■ Consignes de travail ■
(a) Dans l'extrait sur Frontex, quels pays reçoivent des engagements annuels moyens au titre de l'IEVP, et pour quels montants ?
(b) D'après l'extrait sur Frontex, quelle allocation indicative bilatérale maximale le «Cadre Unique d'Appui» prévoit-il pour le Maroc sur la période 2014-2017 ?
(c) Reprenez l'extrait sur Frontex là où il s'arrête et poursuivez-le.

■ Extrait à lire ■
34. Frontex joue également d’autres rôles au sein du processus.
Par exemple, elle a signé un «accord de travail» (ou protocole d’accord)
avec les autorités turques compétentes, par lequel elles sont convenues
de coopérer dans divers domaines. Il s’agit notamment d’échanges
d’expériences et de meilleures pratiques en matière de contrôles
des frontières; d’activités liées à la gestion des frontières; de
projets conjoints visant à renforcer la capacité collective à lutter
contre la migration illégale/irrégulière; du soutien de l’amélioration
de la coopération organisationnelle et technique entre autorités
chargées de la gestion des frontières; et du développement de la
coopération dans les opérations de retour communes et coordonnées
de Frontex, y compris par la facilitation et la participation actives
des autorités turques compétentes, qui pourraient être financées
par Frontex au cas par cas
.
35. Ce type d’activités s’inscrit dans le cadre d’engagements
financiers de grande ampleur contractés par l’Union européenne.
Par exemple, l’instrument européen de voisinage et de partenariat
(IEVP) (lequel finance, entre autres, le projet BEAA susmentionné
avec la Jordanie, le Maroc et la Tunisie), qui court de 2007 à 2013, s’assortit
d’engagements annuels moyens de € 204 millions pour le Maroc, de
€ 110 millions pour la Tunisie, de € 52 millions pour l’Algérie
et de près de € 12 millions pour la Libye
. Les aides d’une
telle ampleur se sont poursuivies: s’agissant du Maroc par exemple,
le «Cadre Unique d’Appui» pour le Maroc couvrant la période 2014-2017
prévoit une allocation indicative bilatérale maximale de € 890 millions
.

■ Données de détection d'objets ■
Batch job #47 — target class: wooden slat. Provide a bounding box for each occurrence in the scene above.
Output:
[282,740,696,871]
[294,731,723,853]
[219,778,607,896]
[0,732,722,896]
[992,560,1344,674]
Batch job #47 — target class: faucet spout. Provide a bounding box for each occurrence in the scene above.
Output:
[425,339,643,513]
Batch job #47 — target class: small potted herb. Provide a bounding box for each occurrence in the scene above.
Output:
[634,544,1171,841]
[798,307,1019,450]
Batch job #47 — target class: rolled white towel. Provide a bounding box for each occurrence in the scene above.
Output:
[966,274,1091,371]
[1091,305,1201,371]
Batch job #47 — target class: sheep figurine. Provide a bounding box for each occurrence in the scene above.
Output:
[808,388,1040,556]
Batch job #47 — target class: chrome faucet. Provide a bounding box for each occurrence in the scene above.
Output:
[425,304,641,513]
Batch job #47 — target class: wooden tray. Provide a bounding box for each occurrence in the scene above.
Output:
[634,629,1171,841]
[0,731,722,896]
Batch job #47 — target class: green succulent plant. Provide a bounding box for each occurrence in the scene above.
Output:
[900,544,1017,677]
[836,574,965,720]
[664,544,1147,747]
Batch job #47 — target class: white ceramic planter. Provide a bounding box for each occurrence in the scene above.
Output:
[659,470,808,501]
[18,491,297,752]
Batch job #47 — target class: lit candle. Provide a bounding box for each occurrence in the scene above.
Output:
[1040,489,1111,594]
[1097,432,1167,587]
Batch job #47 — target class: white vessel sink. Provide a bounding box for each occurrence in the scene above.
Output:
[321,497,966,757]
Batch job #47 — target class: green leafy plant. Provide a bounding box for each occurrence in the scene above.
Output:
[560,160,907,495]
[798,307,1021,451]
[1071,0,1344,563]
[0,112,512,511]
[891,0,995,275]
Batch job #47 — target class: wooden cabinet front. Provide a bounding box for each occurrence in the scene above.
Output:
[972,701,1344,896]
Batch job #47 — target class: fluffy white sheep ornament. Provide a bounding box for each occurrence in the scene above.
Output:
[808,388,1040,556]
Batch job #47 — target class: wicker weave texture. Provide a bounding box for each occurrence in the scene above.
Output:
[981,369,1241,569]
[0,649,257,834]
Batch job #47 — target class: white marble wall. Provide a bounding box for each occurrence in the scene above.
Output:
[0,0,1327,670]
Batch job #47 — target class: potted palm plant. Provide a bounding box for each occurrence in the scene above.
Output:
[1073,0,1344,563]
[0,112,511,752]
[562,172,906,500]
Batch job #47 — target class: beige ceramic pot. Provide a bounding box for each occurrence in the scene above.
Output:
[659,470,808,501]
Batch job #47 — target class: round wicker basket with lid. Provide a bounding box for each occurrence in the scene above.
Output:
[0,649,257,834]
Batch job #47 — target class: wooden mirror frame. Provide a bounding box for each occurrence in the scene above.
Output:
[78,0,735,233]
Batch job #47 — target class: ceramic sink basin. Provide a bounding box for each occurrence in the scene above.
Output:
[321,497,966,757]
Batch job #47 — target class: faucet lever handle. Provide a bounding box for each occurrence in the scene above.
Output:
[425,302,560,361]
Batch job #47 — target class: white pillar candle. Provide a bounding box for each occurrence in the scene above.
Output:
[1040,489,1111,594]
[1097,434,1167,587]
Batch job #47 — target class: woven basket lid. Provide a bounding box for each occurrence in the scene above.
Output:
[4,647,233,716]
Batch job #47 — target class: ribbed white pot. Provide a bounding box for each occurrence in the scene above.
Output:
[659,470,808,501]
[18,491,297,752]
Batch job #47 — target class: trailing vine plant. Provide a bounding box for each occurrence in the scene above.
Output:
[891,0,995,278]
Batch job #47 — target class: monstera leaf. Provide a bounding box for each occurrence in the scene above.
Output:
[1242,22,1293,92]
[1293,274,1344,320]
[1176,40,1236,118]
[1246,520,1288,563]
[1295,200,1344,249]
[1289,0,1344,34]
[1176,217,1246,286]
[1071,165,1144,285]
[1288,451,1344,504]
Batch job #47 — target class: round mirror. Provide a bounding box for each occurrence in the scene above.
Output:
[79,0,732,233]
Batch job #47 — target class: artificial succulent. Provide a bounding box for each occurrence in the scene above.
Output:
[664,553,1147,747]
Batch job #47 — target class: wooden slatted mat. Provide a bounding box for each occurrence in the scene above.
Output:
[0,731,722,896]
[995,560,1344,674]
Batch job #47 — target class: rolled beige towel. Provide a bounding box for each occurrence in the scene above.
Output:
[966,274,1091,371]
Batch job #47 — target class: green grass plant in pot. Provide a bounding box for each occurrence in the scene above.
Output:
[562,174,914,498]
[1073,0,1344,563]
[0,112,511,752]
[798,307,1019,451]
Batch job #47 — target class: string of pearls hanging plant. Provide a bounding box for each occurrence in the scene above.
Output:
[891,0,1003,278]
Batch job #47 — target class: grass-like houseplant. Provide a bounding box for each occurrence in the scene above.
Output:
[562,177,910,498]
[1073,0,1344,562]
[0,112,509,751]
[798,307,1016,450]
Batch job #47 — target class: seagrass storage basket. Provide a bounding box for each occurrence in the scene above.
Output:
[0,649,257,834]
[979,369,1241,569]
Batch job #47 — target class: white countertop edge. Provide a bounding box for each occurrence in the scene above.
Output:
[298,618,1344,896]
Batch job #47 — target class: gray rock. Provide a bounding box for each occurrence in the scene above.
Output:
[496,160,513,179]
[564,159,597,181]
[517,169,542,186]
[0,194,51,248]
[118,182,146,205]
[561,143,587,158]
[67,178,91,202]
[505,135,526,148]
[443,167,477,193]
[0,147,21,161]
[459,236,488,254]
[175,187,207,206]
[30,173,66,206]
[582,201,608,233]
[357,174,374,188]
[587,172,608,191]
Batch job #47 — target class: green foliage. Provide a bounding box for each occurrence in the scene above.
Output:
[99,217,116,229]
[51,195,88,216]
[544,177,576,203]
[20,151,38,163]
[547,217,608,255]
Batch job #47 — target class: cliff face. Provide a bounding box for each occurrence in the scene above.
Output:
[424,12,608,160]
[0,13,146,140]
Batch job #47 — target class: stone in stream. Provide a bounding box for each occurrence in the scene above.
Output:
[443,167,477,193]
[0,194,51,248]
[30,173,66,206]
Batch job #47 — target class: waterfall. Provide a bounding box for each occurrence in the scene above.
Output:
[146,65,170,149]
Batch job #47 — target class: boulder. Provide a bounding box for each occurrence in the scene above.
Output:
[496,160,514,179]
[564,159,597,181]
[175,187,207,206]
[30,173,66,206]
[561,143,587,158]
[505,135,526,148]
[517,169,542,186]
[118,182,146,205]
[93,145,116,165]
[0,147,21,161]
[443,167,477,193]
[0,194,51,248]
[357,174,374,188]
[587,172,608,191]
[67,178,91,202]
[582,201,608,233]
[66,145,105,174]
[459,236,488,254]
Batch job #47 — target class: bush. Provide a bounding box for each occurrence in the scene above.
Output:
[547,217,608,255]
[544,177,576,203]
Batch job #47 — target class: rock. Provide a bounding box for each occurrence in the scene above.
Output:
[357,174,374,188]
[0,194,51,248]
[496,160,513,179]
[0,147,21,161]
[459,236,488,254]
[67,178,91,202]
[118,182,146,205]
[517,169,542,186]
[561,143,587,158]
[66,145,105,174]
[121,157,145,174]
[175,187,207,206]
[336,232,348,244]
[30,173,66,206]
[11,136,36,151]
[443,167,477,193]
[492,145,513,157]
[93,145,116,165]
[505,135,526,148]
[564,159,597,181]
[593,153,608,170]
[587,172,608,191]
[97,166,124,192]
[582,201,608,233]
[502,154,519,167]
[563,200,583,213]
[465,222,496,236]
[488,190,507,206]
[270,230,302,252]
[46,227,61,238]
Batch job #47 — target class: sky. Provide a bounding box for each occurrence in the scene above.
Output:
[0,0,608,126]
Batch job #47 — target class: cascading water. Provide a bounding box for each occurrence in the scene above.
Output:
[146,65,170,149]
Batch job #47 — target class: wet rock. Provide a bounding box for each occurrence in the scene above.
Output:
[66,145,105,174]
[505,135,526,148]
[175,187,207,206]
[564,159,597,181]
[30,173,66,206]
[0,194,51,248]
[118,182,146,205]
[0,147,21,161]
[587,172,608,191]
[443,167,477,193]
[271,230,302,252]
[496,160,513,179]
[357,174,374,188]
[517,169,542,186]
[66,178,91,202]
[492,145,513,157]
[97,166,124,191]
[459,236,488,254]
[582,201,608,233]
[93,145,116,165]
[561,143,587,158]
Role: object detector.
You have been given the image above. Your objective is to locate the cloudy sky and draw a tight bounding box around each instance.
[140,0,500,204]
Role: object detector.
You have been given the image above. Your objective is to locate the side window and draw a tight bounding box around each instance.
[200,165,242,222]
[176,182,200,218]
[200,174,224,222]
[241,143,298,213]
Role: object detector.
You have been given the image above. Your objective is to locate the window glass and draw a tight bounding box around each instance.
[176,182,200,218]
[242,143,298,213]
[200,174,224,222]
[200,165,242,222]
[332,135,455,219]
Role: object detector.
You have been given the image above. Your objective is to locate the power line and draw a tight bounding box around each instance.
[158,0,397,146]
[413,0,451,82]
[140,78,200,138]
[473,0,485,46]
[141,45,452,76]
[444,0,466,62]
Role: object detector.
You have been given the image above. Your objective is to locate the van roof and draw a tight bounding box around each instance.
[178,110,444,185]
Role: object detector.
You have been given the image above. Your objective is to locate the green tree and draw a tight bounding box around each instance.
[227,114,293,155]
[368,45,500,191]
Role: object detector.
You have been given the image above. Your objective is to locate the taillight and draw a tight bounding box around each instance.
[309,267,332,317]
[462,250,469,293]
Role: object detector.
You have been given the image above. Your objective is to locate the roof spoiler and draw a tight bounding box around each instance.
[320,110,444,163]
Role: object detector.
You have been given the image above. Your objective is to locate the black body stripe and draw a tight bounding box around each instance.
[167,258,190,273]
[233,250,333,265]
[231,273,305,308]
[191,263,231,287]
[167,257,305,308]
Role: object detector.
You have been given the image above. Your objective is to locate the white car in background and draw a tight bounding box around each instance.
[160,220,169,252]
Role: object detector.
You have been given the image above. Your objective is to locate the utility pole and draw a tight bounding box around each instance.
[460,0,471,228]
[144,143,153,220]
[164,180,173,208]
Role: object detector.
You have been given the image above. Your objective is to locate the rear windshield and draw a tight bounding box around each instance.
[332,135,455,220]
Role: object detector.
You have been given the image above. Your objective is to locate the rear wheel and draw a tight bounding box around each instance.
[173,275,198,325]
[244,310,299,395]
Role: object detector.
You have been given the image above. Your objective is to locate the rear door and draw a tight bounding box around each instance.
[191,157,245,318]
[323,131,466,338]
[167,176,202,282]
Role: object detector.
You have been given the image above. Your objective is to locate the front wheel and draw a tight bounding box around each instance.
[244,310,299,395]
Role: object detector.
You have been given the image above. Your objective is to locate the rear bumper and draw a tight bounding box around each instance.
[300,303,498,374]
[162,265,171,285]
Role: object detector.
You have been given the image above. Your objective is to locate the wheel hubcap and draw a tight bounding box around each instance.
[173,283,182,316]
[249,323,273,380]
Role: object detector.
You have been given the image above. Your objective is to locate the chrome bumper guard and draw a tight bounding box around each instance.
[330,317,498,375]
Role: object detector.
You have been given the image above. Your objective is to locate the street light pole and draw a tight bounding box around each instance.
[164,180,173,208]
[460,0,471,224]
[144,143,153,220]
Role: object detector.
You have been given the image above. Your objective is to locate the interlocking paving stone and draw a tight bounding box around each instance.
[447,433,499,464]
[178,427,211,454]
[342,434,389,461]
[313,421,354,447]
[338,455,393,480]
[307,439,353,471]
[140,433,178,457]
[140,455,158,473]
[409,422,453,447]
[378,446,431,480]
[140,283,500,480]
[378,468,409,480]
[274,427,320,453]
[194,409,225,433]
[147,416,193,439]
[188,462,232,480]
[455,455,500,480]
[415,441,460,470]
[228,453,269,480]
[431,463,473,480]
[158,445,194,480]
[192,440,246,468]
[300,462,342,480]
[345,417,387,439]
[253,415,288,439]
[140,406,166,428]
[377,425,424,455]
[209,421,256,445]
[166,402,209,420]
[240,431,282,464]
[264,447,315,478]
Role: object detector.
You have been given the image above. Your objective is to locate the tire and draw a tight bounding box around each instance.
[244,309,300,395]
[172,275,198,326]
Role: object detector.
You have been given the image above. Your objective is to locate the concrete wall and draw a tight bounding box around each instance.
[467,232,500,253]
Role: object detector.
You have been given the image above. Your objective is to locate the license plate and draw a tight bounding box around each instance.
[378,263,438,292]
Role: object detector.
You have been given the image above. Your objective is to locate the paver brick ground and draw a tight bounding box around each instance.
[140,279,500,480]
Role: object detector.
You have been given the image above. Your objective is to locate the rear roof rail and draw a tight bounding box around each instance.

■ Corrigé de l'exercice ■
(a)
Maroc : € 204 millions
Tunisie : € 110 millions
Algérie : € 52 millions
Libye : près de € 12 millions

(b) € 890 millions.

(c)
36. Bien entendu, l’Union européenne n’est pas l’unique organisation
internationale dont la coopération avec les pays de transit est
susceptible d’améliorer la situation des migrants sur leur territoire.
Au Maroc, par exemple, outre son rôle dans la détermination du statut
des réfugiés (voir ci-dessus) et ses activités humanitaires et de
protection, le HCR se livre à des activités de renforcement des
capacités, de soutien technique et d’expertise avec les autorités
marocaines et contribue à l’intégration sociale des réfugiés
. En Turquie,
il est également partie prenante dans des activités de renforcement
des capacités en rapport avec la mise en œuvre de la loi sur les
étrangers et la protection internationale
. L’OIM
est elle aussi active dans ces deux pays.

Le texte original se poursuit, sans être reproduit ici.